**Short task**
Pick out every line in the records below that contains the word "yellow", and copy each of those lines. Case counts.

**Source records**

/---

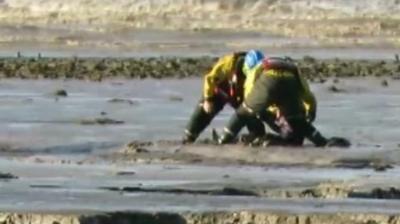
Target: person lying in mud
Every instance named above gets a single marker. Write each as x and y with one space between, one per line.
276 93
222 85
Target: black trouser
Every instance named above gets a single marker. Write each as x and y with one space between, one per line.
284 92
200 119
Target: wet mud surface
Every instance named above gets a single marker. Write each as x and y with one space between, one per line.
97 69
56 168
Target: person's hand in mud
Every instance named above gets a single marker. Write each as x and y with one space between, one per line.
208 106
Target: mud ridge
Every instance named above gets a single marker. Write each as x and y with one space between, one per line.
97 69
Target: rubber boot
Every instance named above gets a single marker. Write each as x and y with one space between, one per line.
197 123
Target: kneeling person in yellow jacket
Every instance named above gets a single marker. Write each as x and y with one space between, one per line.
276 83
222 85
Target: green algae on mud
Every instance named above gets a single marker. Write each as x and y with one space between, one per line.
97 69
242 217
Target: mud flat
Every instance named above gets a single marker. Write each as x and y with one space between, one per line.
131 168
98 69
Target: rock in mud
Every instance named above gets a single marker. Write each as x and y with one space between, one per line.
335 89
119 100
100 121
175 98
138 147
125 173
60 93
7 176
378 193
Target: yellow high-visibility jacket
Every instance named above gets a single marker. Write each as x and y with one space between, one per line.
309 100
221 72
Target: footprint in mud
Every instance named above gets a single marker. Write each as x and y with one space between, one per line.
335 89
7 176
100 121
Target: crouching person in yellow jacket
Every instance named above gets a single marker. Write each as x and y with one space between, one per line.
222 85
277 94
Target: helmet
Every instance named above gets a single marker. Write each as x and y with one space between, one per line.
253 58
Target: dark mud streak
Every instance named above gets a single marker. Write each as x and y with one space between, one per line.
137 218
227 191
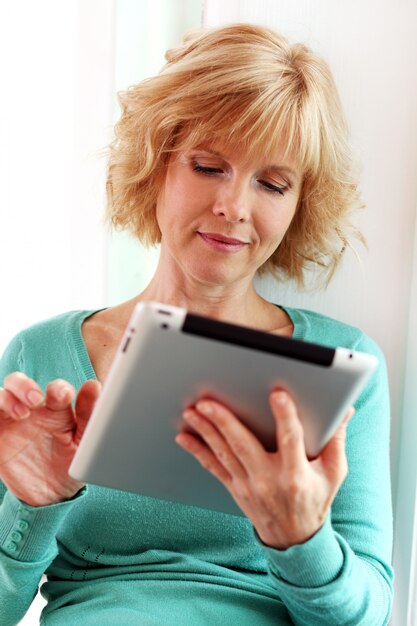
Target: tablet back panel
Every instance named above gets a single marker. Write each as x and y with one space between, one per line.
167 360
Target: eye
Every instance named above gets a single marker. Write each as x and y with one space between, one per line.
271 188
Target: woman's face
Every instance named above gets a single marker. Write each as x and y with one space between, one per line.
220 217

\---
/---

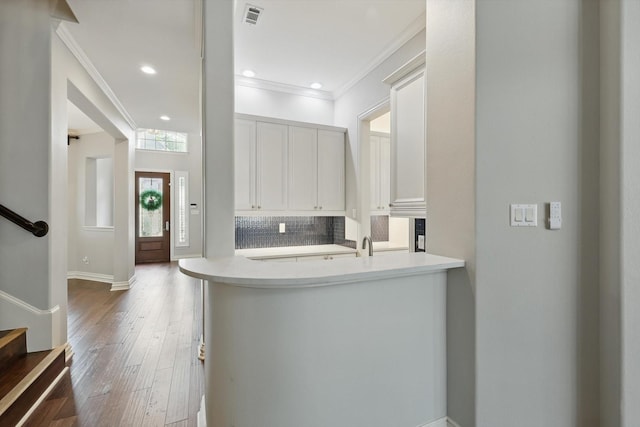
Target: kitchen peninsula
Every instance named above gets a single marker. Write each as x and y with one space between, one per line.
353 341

\---
/---

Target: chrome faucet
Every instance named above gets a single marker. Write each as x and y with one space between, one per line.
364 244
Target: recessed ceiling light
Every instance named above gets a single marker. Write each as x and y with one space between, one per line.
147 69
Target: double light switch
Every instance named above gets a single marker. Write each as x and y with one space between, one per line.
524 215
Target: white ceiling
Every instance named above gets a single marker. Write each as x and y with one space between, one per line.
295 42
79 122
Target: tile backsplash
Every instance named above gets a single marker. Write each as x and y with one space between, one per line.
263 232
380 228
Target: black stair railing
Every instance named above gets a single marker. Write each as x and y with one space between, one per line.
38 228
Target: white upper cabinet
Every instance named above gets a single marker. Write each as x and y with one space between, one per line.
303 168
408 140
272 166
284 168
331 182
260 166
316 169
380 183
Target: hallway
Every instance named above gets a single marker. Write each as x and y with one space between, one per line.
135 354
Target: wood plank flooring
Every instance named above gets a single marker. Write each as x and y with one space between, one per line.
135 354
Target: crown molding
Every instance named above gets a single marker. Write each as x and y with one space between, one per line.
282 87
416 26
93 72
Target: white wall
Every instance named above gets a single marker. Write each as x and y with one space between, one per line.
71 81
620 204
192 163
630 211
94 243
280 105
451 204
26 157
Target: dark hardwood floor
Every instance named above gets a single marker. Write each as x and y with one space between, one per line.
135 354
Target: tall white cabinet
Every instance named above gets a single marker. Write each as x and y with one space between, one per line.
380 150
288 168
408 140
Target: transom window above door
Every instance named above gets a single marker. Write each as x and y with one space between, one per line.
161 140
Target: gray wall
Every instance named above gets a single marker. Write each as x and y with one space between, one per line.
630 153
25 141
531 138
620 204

\---

**Answer below**
Target: kneeling person in yellow jacket
Target: yellow high-visibility jacket
Target: crouching person in yellow jacket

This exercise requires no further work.